→ **Material shown**
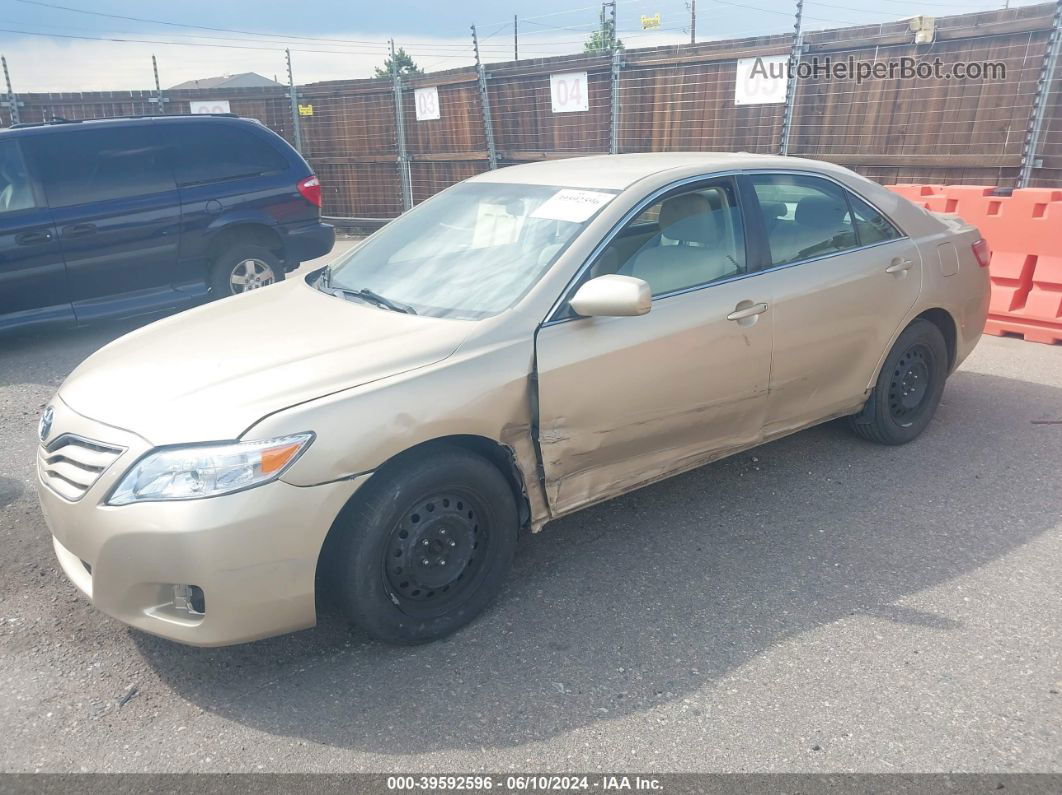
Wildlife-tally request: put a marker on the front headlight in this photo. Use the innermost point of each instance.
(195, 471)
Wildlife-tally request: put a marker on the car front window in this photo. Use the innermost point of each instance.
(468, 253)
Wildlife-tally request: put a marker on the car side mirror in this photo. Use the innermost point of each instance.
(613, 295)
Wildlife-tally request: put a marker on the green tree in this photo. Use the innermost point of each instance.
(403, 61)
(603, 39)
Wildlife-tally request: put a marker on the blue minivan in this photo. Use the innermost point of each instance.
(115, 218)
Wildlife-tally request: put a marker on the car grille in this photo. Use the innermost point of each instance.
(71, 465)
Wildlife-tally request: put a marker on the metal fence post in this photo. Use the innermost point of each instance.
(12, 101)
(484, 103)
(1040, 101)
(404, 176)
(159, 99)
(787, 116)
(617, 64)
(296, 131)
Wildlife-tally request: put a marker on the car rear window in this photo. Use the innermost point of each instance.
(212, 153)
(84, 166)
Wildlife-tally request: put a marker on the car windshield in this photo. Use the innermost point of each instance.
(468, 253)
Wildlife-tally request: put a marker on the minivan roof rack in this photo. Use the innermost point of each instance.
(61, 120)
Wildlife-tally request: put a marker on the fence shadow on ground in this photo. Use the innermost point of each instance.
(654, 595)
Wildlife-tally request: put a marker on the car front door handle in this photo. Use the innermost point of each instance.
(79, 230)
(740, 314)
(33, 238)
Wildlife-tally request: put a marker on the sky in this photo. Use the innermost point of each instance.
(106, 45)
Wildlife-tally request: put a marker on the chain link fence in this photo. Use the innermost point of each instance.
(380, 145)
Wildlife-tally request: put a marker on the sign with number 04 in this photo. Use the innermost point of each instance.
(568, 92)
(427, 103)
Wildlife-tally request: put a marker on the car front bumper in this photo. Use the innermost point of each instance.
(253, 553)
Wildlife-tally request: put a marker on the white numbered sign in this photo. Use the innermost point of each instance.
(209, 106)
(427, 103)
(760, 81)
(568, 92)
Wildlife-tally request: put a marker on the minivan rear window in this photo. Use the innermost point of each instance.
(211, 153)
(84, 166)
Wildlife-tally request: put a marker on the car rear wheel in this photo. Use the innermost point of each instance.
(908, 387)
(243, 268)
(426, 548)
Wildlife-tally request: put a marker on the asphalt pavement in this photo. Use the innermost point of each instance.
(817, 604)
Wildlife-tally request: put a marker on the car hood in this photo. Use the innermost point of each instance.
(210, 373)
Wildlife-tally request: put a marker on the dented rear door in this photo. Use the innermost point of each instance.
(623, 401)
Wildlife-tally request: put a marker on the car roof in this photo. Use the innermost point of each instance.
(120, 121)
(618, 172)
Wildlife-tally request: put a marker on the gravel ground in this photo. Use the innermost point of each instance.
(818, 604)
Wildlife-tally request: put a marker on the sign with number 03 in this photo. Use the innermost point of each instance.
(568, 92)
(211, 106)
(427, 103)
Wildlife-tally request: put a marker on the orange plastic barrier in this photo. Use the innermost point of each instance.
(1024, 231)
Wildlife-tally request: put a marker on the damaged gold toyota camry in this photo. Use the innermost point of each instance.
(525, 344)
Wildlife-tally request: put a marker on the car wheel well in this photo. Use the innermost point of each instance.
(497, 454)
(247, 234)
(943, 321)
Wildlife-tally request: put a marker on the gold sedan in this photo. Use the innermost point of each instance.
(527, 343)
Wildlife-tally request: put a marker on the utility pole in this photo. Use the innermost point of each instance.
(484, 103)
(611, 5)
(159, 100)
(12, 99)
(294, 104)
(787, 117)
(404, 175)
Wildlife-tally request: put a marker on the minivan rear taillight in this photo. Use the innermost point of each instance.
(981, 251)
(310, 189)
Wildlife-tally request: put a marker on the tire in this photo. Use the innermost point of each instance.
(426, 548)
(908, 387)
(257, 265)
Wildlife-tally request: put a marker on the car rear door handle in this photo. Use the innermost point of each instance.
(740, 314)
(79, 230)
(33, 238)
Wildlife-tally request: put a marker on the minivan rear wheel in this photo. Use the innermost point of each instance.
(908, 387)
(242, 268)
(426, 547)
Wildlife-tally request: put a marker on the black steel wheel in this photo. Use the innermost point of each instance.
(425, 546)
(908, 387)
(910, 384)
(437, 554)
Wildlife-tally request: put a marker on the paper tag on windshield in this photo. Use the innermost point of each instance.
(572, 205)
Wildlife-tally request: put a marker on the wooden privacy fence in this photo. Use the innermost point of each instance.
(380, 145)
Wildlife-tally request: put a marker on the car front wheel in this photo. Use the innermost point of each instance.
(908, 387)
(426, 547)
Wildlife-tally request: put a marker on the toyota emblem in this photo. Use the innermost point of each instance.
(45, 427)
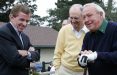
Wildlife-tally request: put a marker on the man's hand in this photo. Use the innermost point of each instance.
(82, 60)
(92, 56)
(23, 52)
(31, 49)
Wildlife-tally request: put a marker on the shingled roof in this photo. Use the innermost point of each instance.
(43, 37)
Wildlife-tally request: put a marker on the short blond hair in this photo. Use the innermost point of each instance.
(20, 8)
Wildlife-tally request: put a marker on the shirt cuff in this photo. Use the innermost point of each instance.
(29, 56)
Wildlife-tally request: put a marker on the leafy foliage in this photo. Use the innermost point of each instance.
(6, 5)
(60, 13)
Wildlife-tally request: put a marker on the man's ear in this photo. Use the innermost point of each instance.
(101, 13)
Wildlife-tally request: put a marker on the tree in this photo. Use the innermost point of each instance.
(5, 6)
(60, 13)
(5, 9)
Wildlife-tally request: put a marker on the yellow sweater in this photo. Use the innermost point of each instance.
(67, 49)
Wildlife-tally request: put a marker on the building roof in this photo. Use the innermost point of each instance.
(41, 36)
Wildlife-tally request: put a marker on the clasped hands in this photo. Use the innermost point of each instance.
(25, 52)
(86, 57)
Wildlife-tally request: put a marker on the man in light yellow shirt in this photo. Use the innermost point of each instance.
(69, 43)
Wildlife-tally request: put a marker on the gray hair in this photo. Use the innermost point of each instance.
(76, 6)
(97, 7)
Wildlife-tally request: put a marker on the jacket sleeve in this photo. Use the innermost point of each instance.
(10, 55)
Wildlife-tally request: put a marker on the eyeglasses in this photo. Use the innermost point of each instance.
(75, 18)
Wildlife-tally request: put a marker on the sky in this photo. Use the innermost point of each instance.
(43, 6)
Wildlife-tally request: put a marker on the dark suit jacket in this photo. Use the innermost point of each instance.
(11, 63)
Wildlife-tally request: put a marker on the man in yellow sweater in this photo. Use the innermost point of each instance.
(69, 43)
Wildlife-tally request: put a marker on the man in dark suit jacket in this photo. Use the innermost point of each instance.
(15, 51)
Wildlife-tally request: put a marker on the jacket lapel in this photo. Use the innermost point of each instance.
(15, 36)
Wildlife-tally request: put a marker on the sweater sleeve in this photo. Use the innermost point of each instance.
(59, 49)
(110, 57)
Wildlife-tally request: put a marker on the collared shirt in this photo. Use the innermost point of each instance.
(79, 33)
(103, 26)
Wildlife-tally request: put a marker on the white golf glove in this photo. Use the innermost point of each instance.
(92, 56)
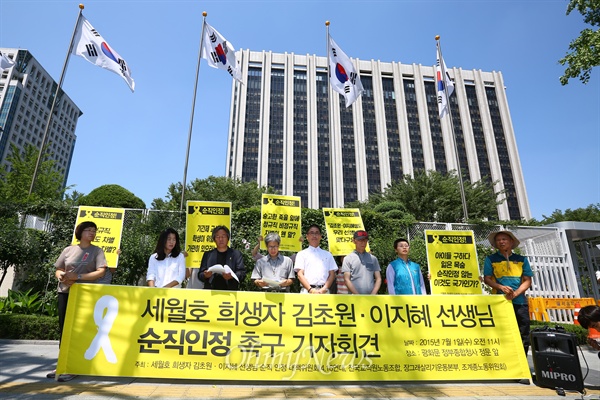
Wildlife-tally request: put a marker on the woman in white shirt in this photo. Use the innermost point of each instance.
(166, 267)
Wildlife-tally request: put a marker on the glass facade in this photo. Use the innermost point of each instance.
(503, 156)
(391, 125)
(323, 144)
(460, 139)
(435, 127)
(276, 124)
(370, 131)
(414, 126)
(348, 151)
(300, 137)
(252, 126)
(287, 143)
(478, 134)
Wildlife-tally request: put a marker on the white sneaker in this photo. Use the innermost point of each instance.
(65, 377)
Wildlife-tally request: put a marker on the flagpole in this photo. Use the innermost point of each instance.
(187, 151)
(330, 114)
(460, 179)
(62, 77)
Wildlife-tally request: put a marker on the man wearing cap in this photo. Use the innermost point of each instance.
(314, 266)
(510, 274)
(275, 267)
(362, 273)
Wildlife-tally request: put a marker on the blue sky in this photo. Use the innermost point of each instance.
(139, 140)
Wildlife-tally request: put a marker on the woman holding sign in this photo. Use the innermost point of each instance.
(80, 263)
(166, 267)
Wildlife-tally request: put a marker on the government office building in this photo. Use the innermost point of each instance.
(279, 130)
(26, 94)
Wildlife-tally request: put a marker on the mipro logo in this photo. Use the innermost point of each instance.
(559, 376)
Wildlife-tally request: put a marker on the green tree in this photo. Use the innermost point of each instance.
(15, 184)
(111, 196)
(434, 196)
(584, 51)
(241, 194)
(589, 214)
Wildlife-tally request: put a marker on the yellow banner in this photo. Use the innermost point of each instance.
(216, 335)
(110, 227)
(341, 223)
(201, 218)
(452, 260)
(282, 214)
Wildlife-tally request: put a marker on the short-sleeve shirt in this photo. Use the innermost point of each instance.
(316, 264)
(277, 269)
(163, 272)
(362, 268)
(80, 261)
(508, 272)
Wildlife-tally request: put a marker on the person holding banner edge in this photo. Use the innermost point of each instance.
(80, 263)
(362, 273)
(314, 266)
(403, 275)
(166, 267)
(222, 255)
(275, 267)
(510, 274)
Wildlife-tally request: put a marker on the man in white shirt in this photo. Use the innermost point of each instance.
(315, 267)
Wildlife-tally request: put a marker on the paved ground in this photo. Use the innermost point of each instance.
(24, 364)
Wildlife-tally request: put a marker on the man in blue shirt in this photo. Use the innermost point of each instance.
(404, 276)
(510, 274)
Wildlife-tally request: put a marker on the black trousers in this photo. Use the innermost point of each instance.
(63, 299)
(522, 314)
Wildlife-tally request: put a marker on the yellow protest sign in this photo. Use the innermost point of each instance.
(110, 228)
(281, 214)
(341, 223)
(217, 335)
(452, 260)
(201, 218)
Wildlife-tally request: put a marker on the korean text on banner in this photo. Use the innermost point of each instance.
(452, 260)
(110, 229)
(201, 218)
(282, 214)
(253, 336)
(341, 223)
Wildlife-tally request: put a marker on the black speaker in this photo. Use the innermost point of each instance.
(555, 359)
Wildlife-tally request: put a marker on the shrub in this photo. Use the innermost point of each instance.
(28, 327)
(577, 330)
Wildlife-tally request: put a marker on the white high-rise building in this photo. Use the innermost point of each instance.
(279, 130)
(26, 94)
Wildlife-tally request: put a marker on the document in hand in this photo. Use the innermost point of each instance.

→ **Work to do**
Give exactly the lines from the one with "Wildlife-tally request: put a marker on the yellow banner" to the end of the entries, nothing before them.

→ **Correct response**
Wildlife-tally request: put a marker on the yellow banner in this photo. Use the innermost point of each instance.
(216, 335)
(110, 227)
(341, 223)
(201, 218)
(452, 260)
(282, 214)
Wildlife-tally request: put a marker on the short-sleeve shirt in this photo. Use the innermost point of each instance.
(316, 264)
(277, 269)
(163, 272)
(362, 268)
(80, 261)
(508, 272)
Wildlife-tally request: put a marker on the person holding banner edge in this photo. Use the innermost point of each instance.
(80, 263)
(362, 273)
(314, 266)
(403, 275)
(166, 267)
(222, 255)
(275, 267)
(510, 274)
Wildlife-tally request: put a marker on the man in white shirt in this photo. Use the innermost point of each instance.
(315, 267)
Wildlife-tally request: put a marker on the paved ground in this photo. Use the innermost point of each instance.
(24, 364)
Wildlife-tally request: put a marker on the man in blue shirt in this photo. Use the innermost point of each instance.
(404, 276)
(510, 274)
Wildlife-tally request: put a marker on the black trousers in this photo. Use the innermost point of each instance.
(63, 299)
(522, 314)
Wildlife-tally request: put a marker on the yellow protest sign in this photo. Use the innermost point of each instance.
(110, 228)
(281, 214)
(341, 223)
(217, 335)
(452, 260)
(201, 218)
Wildlife-tally request: put a marker on the korean text on banner in this photo. Use the innermost point of each instance.
(452, 260)
(110, 229)
(201, 218)
(282, 214)
(253, 336)
(341, 223)
Wildlife-tally request: put a marker on the black speaker in this photo. Use the innermost point of each instance.
(555, 359)
Wildlife-tally request: put a marker on the shrub in this photo. Use the innermost point of each instance.
(28, 327)
(577, 330)
Wildlife-tally request: put a marker on the white high-rise building in this photo. Use the innermost point of each instance.
(279, 130)
(26, 94)
Wildlife-tally request: put a marker on the document in hand in this photo. Use the innermost point of each instance.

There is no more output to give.